=== Text ===
In a statement today, Colonel Onyema Nwachukwu, Deputy Director Public Relations, Operation Lafiya Dole Theatre Command said the protest by the few unscrupulous troops happened while the command was conducting a redeployment of soldiers at the Maiduguri Airport, following a directive to review troops’ deployment in Maiduguri metropolis, to reinvigorate the security architecture of the city.

“The redeployment became expedient after a recent assessment of the security situation by the Theatre Command. Regrettably however, a few of the troops who had misunderstood the development and erroneously assumed it was going to negatively affect their rotation from the theatre of operation became agitated and reacted by firing into the air.

“Calm has however been restored, as the Theatre Commander, Major General Abba Dikko has promptly taken charge of the situation after addressing and admonishing the troops~”, Nwachukwu said.

=== Exercise set ===
a - In the statement on the Maiduguri troop protest, give the passage that opens with "In a statement" and closes with "into the air.", replacing "redeployment" with "relocation".
b - Write the next part of the report on the Maiduguri troop protest, picking up after its final sentence.

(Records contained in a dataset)

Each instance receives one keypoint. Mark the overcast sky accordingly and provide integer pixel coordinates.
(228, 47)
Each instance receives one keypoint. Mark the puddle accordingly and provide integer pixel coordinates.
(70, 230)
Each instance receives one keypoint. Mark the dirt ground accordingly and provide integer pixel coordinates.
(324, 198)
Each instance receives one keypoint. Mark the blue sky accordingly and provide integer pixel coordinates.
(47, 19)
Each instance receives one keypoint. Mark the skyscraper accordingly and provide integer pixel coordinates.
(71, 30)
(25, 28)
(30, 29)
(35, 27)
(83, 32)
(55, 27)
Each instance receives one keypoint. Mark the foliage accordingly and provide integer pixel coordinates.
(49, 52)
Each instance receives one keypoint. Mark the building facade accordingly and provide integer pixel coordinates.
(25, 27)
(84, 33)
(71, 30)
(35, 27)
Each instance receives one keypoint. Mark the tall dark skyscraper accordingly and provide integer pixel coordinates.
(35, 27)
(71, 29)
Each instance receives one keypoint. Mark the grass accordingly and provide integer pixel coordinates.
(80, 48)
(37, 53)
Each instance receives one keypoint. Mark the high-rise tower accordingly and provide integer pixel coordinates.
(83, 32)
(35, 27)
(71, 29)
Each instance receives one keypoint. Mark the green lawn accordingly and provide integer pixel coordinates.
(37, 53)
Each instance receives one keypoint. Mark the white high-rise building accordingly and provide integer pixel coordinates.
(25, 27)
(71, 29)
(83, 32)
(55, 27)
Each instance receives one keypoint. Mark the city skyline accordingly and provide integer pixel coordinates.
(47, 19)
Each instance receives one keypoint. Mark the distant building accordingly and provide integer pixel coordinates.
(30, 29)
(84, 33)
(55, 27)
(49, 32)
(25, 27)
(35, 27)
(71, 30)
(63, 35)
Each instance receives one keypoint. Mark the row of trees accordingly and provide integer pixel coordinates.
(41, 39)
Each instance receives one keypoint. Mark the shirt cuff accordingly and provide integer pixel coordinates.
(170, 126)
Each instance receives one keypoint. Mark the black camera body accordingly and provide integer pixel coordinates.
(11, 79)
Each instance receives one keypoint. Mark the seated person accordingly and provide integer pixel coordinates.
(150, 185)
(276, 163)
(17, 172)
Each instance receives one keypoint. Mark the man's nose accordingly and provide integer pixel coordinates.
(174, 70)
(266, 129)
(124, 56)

=== Answer list ===
a -
In a statement today, Colonel Onyema Nwachukwu, Deputy Director Public Relations, Operation Lafiya Dole Theatre Command said the protest by the few unscrupulous troops happened while the command was conducting a relocation of soldiers at the Maiduguri Airport, following a directive to review troops’ deployment in Maiduguri metropolis, to reinvigorate the security architecture of the city.

“The relocation became expedient after a recent assessment of the security situation by the Theatre Command. Regrettably however, a few of the troops who had misunderstood the development and erroneously assumed it was going to negatively affect their rotation from the theatre of operation became agitated and reacted by firing into the air.

b -
“The Theatre Command undoubtedly considers this ugly incident quite regrettable and appropriate measures are being taken to forestall a recurrence”, he added.

NAN reports that the aggrieved soldiers claimed they had overstayed and were resisting redeployment to Marte, one of the towns liberated by the military several years ago from the control of Boko Haram terrorists.

The protesters are part of the special force deployed to provide air defence and enhance security at the airport.

The troops barricaded some section of the airport and fired shots in the air, causing pandemonium, as hundreds of pilgrims waiting to be airlifted to Saudi Arabia for the Hajj, scampered for safety..

One of the protesting soldiers who spoke under condition of anonymity, said the planned deployment was against the directives by the Army Headquarters.

“The army special forces deployed to the airport were not trained to engage in ground battle rather trained to provide air defence.

“Our task is to provide air defence. Alas, special forces trained to fight ground battle are stationed in Maiduguri and we are deployed to go and die in Marte”.

Another soldier lamented that the troops have overstayed in the Northeast fighting Boko Haram, despite the rotation order by the military authorities.

He said many of them have spent over three years in the battle field.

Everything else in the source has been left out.